↓

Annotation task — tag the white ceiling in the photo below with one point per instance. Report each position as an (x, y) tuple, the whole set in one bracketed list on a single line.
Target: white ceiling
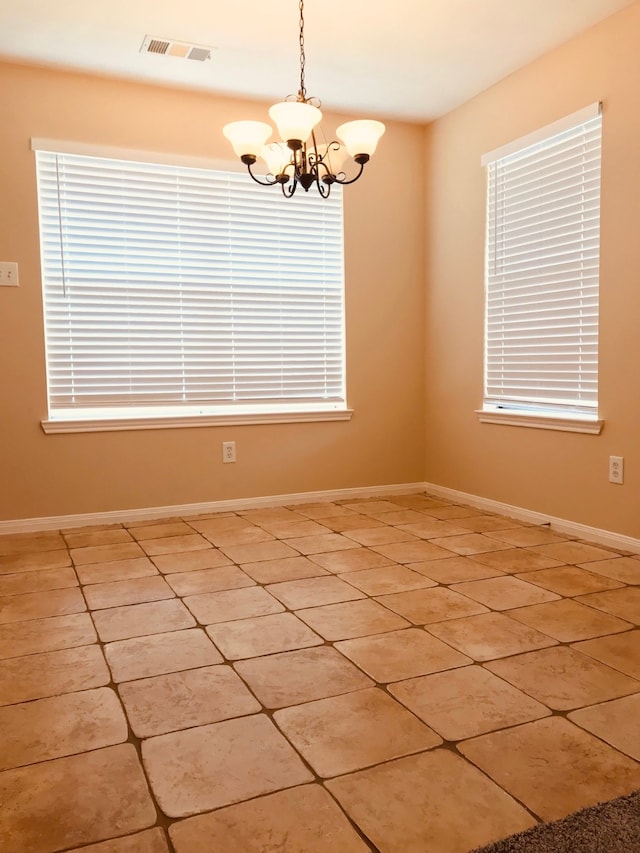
[(408, 59)]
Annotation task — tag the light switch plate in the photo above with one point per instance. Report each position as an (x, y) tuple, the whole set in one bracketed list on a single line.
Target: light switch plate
[(8, 274)]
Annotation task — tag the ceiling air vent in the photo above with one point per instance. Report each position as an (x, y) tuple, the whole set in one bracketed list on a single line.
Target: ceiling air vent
[(171, 47)]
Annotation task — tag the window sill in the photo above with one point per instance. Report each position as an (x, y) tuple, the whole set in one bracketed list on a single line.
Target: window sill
[(592, 426), (116, 424)]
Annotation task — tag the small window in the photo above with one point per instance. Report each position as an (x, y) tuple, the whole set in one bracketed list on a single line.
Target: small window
[(179, 291), (542, 272)]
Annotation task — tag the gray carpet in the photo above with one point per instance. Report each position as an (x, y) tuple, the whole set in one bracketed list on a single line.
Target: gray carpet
[(612, 827)]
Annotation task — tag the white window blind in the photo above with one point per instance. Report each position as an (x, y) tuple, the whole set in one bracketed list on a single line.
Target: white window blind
[(542, 272), (181, 290)]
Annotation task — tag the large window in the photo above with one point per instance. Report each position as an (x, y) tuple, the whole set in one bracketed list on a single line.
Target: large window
[(542, 274), (173, 292)]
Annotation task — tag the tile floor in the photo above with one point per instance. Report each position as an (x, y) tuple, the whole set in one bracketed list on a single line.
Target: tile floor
[(401, 675)]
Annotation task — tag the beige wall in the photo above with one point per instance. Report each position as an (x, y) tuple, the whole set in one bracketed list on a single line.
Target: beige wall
[(562, 474), (54, 475)]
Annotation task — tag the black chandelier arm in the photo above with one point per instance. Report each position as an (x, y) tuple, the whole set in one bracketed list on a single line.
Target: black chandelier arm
[(263, 183), (345, 182)]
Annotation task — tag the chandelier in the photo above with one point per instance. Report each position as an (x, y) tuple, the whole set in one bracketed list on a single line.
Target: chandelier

↑

● **Task objective**
Give the data again exactly, image-free.

● **Reply to the task**
Annotation task — tag the white ceiling in the photo below with one point per instance. Report each position as an (x, y) tuple, the whole set in one bracketed list on a single line.
Target: white ceiling
[(408, 59)]
Annotation task — tag the light switch plate in the photo above with one point per instance. Report each position as an (x, y) tuple, the whole set in one bracketed list on a single line.
Target: light switch plate
[(8, 274)]
Annotation task — tag the ceiling air vent in the photo above with one point per instance. Report each position as an (x, y) tuple, the whole set in one bracketed list on a single line.
Target: ceiling air vent
[(171, 47)]
Annotation task — tag the window sill in the photo above with one point per instance. Report each position as an (x, y) tuple, the whole set in one bracketed list on a single line.
Target: window sill
[(592, 426), (116, 424)]
Annotation task — tag the small window in the photo above with one point per instance. Report each position as an (x, y) tuple, the whole set in one bracketed list on a single line.
Target: small window
[(179, 291), (542, 272)]
Annotation task — tag the gray carpet in the photo above with one point per instance. Report each position as an (x, y) tuple, the whole set in one bracketed list on a single line.
Target: gray carpet
[(612, 827)]
Annotation task — tag the white window blind in the photo above with one point per instance. Report each position as an (x, y) tuple, the whole set in one bracketed list on a single line.
Target: white window blind
[(542, 272), (181, 290)]
Annotation task — tag the large window in the photo above with one point per instance. Report each position as an (x, y) tuple, the whole set in one bracketed list on a single line.
Target: large window
[(542, 274), (173, 292)]
Annotation task — tag the tile floor in the photo above with one point per instance. Report each position as an (x, y) tuple, the whole set in one bracketed list on a single line.
Target: tile floor
[(401, 675)]
Annotation task — tag the beige wall in the photo above with one point per instance. Report each position as an (x, y) tuple, the whole set in one bracketed list on a single line.
Target: beige wall
[(562, 474), (54, 475)]
Annotation task — tag the black chandelier arm in the photo above with one point per instance. Report each position as an (x, y) tuple, the whole set in one bracketed list on a single line.
Target: black chandelier arm
[(263, 183), (345, 182)]
Annotation task — tag the chandelier in the photo above with one point per instance. Report each position as an (x, y) tuple, the whole set in one bracketed list on a single line.
Target: chandelier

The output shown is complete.